* Assignment
Please list each line of the listing below that contains the word "positive".

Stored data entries
────

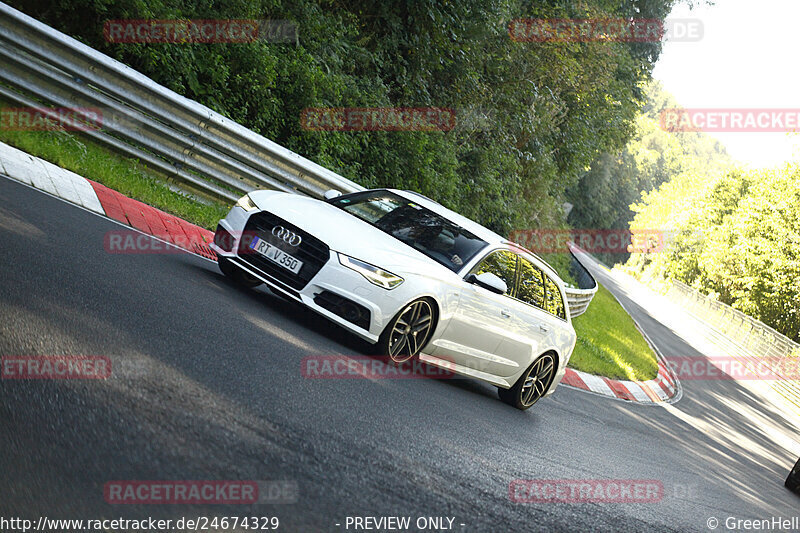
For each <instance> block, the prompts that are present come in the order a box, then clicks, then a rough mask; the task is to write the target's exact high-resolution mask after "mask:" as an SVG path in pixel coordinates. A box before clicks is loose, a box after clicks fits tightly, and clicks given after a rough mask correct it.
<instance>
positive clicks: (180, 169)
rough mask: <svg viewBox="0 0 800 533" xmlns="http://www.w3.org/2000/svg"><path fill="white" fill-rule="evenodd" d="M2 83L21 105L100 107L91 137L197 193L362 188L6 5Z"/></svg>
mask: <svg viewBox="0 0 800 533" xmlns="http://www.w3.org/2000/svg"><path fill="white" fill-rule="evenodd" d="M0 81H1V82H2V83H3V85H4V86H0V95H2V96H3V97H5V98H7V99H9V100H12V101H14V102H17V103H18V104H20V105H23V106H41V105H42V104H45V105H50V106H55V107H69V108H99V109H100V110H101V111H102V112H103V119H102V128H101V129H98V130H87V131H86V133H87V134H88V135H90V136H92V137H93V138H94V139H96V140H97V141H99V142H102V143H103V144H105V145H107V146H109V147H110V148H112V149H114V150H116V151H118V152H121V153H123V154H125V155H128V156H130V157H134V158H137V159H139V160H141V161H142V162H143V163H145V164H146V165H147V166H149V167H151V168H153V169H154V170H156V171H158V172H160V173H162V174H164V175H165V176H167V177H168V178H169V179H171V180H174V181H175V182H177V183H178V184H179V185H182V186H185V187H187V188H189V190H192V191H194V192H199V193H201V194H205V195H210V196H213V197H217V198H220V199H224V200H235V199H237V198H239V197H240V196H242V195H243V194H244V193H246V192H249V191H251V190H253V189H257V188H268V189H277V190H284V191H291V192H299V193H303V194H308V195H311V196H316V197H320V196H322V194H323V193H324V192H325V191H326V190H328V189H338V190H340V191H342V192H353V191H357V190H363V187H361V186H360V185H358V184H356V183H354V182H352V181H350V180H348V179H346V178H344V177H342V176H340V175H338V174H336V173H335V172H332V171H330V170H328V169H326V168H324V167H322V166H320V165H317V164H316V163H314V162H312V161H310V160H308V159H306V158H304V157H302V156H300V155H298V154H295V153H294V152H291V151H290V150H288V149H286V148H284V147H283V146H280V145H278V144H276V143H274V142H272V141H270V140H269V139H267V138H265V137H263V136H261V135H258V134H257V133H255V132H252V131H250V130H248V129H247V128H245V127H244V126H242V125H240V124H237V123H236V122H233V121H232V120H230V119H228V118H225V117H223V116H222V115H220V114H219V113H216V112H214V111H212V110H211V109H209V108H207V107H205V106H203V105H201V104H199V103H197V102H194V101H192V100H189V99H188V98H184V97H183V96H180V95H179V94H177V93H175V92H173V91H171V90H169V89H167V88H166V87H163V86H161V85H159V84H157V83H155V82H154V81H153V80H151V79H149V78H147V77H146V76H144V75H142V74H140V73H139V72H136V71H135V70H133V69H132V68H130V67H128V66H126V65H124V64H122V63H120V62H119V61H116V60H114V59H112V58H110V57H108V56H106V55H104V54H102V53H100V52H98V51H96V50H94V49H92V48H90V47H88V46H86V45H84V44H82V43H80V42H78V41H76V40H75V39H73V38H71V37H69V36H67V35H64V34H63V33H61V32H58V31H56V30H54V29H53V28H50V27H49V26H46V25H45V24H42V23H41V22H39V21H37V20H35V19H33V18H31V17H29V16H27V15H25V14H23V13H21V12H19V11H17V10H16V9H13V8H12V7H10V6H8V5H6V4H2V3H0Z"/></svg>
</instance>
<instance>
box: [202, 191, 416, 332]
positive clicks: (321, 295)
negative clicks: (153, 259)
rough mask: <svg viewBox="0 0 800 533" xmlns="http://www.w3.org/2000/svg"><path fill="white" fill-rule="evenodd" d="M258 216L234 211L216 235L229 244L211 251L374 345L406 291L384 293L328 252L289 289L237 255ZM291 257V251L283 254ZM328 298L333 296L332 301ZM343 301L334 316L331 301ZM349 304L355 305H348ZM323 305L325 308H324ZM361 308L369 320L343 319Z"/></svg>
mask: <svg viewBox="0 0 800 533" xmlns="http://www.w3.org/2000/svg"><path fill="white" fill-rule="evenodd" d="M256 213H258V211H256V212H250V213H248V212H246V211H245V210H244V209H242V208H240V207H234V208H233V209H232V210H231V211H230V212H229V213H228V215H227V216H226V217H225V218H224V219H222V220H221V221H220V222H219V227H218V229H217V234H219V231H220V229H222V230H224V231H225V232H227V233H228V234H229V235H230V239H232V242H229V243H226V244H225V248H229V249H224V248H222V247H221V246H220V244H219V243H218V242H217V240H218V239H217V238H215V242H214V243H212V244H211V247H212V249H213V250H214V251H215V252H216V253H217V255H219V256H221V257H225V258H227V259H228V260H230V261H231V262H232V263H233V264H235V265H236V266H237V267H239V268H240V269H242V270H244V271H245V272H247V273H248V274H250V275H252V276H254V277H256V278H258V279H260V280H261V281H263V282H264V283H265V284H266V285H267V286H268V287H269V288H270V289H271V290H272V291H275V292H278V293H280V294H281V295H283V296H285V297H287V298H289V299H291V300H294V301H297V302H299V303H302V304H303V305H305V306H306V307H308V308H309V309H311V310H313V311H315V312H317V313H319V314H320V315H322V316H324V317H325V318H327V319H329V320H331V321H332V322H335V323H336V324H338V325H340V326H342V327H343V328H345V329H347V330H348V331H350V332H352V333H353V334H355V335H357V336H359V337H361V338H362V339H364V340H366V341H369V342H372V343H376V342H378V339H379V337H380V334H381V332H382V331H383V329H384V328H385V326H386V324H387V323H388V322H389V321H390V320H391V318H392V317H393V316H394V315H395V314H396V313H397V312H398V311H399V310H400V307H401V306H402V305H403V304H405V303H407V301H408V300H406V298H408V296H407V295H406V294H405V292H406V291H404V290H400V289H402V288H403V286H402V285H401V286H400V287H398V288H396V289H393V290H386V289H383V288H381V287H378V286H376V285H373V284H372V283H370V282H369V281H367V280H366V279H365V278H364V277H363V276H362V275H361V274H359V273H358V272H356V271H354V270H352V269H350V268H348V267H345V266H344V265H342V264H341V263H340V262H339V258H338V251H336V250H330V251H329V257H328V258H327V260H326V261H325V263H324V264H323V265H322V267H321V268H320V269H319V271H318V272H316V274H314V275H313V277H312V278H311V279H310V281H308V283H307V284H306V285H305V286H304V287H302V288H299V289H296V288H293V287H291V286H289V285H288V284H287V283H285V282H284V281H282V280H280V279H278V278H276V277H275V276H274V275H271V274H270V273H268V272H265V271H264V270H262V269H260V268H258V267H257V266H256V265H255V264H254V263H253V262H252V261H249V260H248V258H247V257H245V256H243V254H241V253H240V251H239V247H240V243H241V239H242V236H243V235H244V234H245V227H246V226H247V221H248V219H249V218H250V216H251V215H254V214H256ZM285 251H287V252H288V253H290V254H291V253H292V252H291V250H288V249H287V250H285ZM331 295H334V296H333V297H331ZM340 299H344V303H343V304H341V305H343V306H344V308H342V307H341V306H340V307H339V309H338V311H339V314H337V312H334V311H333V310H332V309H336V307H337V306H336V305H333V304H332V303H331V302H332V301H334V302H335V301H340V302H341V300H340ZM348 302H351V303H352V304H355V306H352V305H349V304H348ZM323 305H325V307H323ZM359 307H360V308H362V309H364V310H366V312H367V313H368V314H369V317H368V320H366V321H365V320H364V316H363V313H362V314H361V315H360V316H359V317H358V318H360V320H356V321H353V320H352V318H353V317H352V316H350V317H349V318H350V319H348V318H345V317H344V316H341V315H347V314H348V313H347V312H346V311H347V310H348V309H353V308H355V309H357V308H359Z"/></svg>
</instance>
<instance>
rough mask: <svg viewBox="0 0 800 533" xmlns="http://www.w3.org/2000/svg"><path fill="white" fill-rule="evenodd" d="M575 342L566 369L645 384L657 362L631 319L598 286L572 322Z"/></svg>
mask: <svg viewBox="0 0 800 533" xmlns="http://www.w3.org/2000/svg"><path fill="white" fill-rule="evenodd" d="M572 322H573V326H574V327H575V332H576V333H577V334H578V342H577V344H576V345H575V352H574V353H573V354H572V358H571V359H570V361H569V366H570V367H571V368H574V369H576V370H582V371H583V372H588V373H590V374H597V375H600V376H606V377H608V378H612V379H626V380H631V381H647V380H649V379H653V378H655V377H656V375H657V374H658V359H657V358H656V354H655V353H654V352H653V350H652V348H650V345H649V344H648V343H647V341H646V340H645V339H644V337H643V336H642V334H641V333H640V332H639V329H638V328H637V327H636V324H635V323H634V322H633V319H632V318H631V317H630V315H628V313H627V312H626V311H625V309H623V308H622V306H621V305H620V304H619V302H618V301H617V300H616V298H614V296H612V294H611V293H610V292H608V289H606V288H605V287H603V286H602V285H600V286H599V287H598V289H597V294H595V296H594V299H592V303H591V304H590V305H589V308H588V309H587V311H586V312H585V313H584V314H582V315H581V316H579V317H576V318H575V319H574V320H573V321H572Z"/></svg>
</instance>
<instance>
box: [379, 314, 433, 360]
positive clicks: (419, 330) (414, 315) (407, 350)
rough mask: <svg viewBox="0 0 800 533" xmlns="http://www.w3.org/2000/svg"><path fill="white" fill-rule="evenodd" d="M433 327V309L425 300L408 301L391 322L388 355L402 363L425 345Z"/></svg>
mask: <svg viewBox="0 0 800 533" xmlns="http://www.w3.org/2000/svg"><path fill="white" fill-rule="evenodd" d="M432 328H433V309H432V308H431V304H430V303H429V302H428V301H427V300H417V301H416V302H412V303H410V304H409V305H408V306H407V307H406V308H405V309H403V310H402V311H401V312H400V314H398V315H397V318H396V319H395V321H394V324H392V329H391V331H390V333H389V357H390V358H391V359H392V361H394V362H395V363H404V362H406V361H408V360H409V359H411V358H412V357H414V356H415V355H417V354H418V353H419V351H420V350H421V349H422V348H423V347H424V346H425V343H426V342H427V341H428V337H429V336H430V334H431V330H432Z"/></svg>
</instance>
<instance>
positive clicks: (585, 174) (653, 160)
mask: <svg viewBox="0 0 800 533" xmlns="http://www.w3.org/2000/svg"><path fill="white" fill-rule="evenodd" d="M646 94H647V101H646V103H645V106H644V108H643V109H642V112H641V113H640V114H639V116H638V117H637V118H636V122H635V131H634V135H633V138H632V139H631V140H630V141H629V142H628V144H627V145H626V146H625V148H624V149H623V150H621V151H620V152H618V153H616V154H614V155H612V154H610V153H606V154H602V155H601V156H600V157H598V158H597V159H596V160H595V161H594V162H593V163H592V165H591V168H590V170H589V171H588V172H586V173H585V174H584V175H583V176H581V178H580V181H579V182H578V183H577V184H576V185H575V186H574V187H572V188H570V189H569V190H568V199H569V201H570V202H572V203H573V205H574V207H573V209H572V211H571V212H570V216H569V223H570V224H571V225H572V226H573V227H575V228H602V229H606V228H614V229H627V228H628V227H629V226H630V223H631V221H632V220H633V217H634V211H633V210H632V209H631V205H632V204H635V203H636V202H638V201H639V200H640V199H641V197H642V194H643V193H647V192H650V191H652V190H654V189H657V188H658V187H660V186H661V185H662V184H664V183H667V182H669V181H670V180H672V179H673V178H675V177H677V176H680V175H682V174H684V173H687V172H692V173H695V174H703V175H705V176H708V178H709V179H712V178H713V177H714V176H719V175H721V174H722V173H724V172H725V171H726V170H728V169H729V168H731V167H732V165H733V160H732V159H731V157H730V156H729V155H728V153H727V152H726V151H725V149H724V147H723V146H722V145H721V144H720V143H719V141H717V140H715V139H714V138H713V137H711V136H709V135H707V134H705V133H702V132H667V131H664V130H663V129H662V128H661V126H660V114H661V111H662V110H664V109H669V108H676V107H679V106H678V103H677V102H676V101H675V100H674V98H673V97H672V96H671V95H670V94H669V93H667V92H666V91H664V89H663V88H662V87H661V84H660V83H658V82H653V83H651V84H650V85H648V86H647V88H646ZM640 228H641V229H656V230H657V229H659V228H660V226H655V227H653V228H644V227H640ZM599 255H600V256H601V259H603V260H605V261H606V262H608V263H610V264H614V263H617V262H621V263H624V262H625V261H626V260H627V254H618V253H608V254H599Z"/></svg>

────

* Task result
positive clicks: (180, 169)
positive clicks: (321, 295)
positive clicks: (419, 330) (414, 315) (407, 350)
positive clicks: (585, 174) (653, 160)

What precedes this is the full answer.